The supporting cast is phenomenal, and they twist history in a very interesting way. While Altair had a few assassin friends he could pal around with, Ezio hangs with the likes of Leonardo daVinci, Machiavelli, and the Pope. There is a bit of artistic liscence taken with each character, of course, but each character is very likeable. This game made me a bigger fan of daVinci than I already was! Beyond that, they seem to rewrite history, but in a rather plausible way, listing people like Hitler as Templars and people like Tesla as Assassins. While it isn't authentic enough to make you question what you know, it is extremely interesting, and very well done.

The soundtrack. Just... the soundtrack. You just have to listen to it. The music makes the scenes. Jesper Kyd really captures each and every emotion. The use of "Venice Rooftops" when Ezio finds his father's assassin armor was genius. Try not to get excited during that scene, I dare you.


You don't get to know what happens to Ezio.

# What you will do
Copy out the entire game review word for word, keeping its spelling and line breaks unchanged. The material that comes next has no connection to the game review.

# Dataset rows
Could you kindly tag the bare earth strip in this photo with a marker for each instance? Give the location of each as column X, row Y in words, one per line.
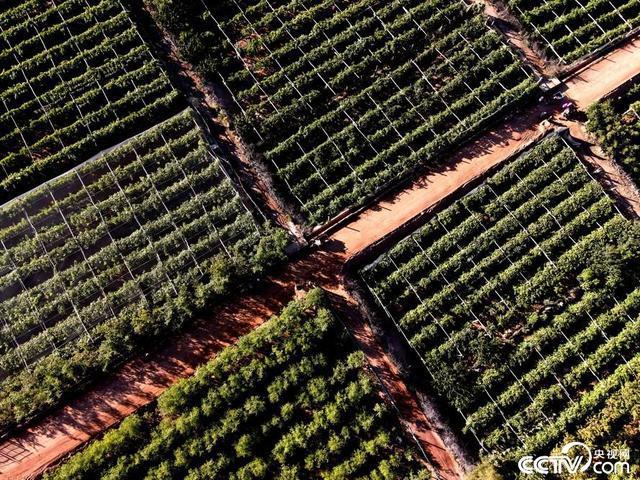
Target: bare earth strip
column 29, row 452
column 599, row 78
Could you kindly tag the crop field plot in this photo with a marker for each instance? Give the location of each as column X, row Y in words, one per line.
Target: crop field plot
column 75, row 78
column 570, row 29
column 522, row 300
column 91, row 260
column 345, row 98
column 292, row 399
column 616, row 124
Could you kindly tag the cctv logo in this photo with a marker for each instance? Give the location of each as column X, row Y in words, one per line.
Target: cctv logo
column 581, row 461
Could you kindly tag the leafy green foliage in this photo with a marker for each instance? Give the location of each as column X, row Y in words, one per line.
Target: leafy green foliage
column 523, row 300
column 290, row 400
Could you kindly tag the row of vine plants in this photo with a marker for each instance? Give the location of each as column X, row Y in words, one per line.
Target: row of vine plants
column 291, row 399
column 75, row 79
column 567, row 30
column 615, row 123
column 522, row 302
column 110, row 257
column 343, row 99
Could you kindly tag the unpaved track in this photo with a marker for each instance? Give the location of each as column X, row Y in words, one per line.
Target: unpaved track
column 605, row 75
column 29, row 452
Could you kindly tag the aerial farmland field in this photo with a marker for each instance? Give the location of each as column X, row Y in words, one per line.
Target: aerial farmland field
column 281, row 239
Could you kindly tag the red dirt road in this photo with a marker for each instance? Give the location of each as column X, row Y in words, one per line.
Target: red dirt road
column 605, row 75
column 465, row 166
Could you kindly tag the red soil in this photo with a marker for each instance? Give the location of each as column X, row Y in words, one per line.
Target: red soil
column 603, row 76
column 29, row 452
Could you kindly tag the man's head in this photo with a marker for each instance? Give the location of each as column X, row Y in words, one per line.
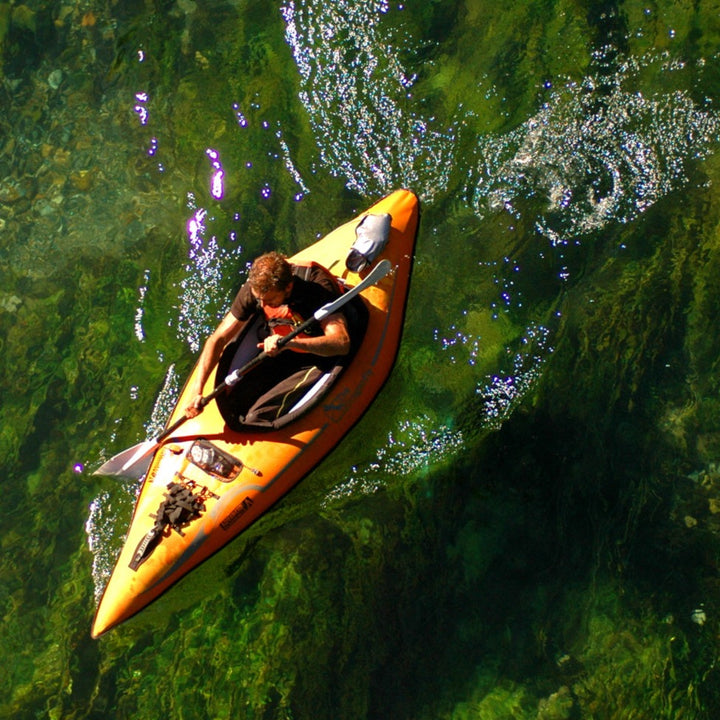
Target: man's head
column 270, row 279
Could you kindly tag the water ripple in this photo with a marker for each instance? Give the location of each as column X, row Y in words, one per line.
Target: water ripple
column 357, row 94
column 598, row 151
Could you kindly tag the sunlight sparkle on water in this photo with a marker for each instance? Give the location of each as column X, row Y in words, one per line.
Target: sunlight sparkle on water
column 217, row 186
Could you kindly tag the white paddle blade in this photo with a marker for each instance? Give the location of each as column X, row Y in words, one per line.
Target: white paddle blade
column 133, row 462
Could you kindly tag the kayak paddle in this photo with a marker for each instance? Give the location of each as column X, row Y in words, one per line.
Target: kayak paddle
column 135, row 461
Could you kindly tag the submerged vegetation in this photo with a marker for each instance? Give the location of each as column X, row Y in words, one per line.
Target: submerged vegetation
column 526, row 524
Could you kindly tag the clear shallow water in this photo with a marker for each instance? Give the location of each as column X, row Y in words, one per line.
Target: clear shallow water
column 525, row 523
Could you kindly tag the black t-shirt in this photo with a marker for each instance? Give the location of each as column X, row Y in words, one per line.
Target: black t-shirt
column 307, row 296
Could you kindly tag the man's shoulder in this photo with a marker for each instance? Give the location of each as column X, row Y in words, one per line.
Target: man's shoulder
column 317, row 275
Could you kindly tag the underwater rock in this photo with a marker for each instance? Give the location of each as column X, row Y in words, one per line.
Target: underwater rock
column 9, row 303
column 55, row 79
column 558, row 706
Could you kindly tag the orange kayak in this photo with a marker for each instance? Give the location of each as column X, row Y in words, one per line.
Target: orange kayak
column 225, row 479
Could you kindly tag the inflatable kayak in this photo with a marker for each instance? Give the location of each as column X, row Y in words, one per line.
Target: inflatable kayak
column 205, row 483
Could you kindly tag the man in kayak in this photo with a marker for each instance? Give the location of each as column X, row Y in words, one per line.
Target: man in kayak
column 276, row 297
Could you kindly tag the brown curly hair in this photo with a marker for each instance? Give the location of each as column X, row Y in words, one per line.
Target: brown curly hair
column 270, row 271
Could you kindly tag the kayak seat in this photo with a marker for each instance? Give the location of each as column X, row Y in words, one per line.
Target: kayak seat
column 283, row 388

# Solution below
The supporting cast is phenomenal, and they twist history in a very interesting way. While Altair had a few assassin friends he could pal around with, Ezio hangs with the likes of Leonardo daVinci, Machiavelli, and the Pope. There is a bit of artistic liscence taken with each character, of course, but each character is very likeable. This game made me a bigger fan of daVinci than I already was! Beyond that, they seem to rewrite history, but in a rather plausible way, listing people like Hitler as Templars and people like Tesla as Assassins. While it isn't authentic enough to make you question what you know, it is extremely interesting, and very well done.

The soundtrack. Just... the soundtrack. You just have to listen to it. The music makes the scenes. Jesper Kyd really captures each and every emotion. The use of "Venice Rooftops" when Ezio finds his father's assassin armor was genius. Try not to get excited during that scene, I dare you.


You don't get to know what happens to Ezio.